-- Begin --

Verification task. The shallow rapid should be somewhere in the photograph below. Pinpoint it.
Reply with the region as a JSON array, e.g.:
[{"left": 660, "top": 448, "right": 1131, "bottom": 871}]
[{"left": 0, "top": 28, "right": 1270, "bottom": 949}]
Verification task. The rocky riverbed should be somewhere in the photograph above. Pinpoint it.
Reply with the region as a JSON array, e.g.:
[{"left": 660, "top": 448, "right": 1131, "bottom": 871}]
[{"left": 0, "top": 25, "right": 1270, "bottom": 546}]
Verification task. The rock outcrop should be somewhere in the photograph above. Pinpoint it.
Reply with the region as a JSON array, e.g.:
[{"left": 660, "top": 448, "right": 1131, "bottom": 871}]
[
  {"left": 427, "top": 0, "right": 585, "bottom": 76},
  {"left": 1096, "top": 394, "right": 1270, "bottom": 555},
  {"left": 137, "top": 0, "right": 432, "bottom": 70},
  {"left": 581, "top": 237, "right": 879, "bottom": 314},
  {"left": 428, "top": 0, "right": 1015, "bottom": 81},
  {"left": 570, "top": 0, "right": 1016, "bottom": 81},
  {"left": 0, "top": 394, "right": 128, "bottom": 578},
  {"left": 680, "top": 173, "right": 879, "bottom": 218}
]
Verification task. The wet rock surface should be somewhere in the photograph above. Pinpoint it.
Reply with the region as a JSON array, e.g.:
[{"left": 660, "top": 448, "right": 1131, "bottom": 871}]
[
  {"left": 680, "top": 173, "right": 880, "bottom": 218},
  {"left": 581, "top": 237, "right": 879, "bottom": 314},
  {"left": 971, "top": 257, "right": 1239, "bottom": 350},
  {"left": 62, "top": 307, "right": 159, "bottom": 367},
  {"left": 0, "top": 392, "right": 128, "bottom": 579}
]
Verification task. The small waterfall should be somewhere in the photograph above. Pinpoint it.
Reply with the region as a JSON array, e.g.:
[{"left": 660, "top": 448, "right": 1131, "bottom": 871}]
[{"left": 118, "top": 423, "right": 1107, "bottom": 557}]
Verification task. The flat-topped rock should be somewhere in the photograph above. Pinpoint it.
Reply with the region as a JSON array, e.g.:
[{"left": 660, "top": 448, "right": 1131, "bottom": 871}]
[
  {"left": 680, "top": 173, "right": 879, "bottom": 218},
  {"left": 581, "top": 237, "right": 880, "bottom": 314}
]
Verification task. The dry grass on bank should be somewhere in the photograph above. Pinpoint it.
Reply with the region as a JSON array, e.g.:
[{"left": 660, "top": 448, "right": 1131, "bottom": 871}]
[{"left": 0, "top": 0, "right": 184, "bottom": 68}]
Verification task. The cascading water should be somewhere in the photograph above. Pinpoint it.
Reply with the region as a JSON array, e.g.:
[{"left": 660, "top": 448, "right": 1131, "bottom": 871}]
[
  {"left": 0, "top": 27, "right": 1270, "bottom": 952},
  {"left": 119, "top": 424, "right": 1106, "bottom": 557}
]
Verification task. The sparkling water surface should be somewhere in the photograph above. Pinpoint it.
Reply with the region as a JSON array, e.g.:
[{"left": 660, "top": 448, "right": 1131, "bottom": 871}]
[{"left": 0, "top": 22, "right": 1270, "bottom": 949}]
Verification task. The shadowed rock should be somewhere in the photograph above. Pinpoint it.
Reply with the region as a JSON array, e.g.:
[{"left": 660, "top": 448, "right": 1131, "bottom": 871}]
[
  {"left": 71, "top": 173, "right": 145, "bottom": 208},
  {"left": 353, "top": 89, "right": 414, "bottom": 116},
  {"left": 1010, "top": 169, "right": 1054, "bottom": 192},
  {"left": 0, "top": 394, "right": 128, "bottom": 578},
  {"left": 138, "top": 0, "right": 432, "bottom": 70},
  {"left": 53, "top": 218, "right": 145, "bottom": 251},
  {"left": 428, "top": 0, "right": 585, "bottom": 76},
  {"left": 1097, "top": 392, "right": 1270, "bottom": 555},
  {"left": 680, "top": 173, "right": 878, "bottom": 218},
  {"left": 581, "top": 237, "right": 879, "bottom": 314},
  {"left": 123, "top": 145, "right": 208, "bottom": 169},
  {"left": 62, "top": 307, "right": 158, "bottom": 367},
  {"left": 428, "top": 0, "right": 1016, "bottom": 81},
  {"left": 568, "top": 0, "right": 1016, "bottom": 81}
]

-- End --

» **Exercise instructions**:
Pick out every line of the data above that contains the word "should", and copy each of those lines.

» **Answer for this exercise**:
Verification task. The shallow rapid should be somewhere in the photograph below. Pinpoint it.
Verification task. The rocky riverbed should be somewhere in the photograph above. Pinpoint it.
Verification task. The rock outcrop should be somewhere in the photograph above. Pinpoint it.
Verification task. The wet rock surface should be somewhere in the photograph above. Pinpoint it.
Verification task. The small waterfall should be somewhere in the photograph above. Pinpoint it.
Verification task. The flat-topped rock should be somewhere in the photograph above. Pinpoint it.
Verification task. The dry grass on bank should be somewhere in the photograph above. Pinpoint it.
Verification task. The cascading water should be somewhere in the photograph above. Pinpoint it.
Verification task. The sparkling water surface should be somewhere in the photograph above. Pinpoint it.
Verification task. The shadowed rock should be somewhere in the photograph above. Pinpoint it.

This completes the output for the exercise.